**PROVIDED PASSAGE:**
···
G.H. Hovagimyan and Peter Sinclair collaborated to experiment with sound and speech software to make computers interact with each other and the people around them. This experiment resulted in two artworks; 'A SoaPOPera for Laptops' and 'A SoaPOPera for iMacs'.
Begun in 1997, 'A SoaPOPera for iMacs' consists of four iMacs with plastic wigs, sitting on furniture in a circle in a living room. The artwork uses voice recognition- and text-to-speech software as well as Max programming. There are 4 characters; Ralph, Princess, Kathy and Fred. They talk to each other about cars, sex, shopping, politics and food. They also burst into song at odd moments. The characters respond to each other via spoken keywords, uttered by the computers or the audience, that trigger responses thus affecting natural conversation. Often the words are misunderstood and the conversation takes off in bizarre directions. A video recording of the installation can be viewed here.
···
**WHAT NEEDS TO BE DONE:** Please print the SoaPOPera passage above in full, word for word. The listing that comes next isn't needed.
···
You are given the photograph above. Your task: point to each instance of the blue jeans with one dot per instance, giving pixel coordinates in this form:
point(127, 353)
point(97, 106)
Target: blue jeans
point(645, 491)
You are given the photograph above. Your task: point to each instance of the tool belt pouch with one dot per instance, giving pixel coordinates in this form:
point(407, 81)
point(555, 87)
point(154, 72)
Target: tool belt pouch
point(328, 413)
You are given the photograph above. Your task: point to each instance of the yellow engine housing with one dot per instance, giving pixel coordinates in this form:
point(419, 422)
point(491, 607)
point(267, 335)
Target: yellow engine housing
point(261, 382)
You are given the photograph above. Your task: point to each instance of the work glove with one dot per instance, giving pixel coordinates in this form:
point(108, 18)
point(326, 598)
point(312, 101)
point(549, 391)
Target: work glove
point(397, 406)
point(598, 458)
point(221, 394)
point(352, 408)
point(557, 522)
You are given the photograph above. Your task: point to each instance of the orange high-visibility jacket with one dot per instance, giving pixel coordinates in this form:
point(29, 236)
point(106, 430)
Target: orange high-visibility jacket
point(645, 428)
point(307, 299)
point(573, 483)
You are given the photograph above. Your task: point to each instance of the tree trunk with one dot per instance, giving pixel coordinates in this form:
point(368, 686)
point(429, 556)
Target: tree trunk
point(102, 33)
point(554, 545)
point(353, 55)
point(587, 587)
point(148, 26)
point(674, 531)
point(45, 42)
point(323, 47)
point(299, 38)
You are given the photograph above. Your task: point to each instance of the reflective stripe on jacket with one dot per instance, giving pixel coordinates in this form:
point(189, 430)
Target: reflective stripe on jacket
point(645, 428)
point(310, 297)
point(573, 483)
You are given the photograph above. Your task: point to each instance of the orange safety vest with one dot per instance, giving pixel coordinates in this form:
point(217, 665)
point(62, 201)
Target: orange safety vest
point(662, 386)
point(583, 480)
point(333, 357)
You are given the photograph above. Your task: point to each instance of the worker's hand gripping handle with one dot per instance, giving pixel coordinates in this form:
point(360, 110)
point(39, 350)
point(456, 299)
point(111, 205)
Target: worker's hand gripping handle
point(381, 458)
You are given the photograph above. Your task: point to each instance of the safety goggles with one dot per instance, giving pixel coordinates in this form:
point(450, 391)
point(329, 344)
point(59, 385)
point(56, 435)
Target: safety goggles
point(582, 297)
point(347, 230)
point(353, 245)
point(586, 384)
···
**EXERCISE OUTPUT:**
G.H. Hovagimyan and Peter Sinclair collaborated to experiment with sound and speech software to make computers interact with each other and the people around them. This experiment resulted in two artworks; 'A SoaPOPera for Laptops' and 'A SoaPOPera for iMacs'.
Begun in 1997, 'A SoaPOPera for iMacs' consists of four iMacs with plastic wigs, sitting on furniture in a circle in a living room. The artwork uses voice recognition- and text-to-speech software as well as Max programming. There are 4 characters; Ralph, Princess, Kathy and Fred. They talk to each other about cars, sex, shopping, politics and food. They also burst into song at odd moments. The characters respond to each other via spoken keywords, uttered by the computers or the audience, that trigger responses thus affecting natural conversation. Often the words are misunderstood and the conversation takes off in bizarre directions. A video recording of the installation can be viewed here.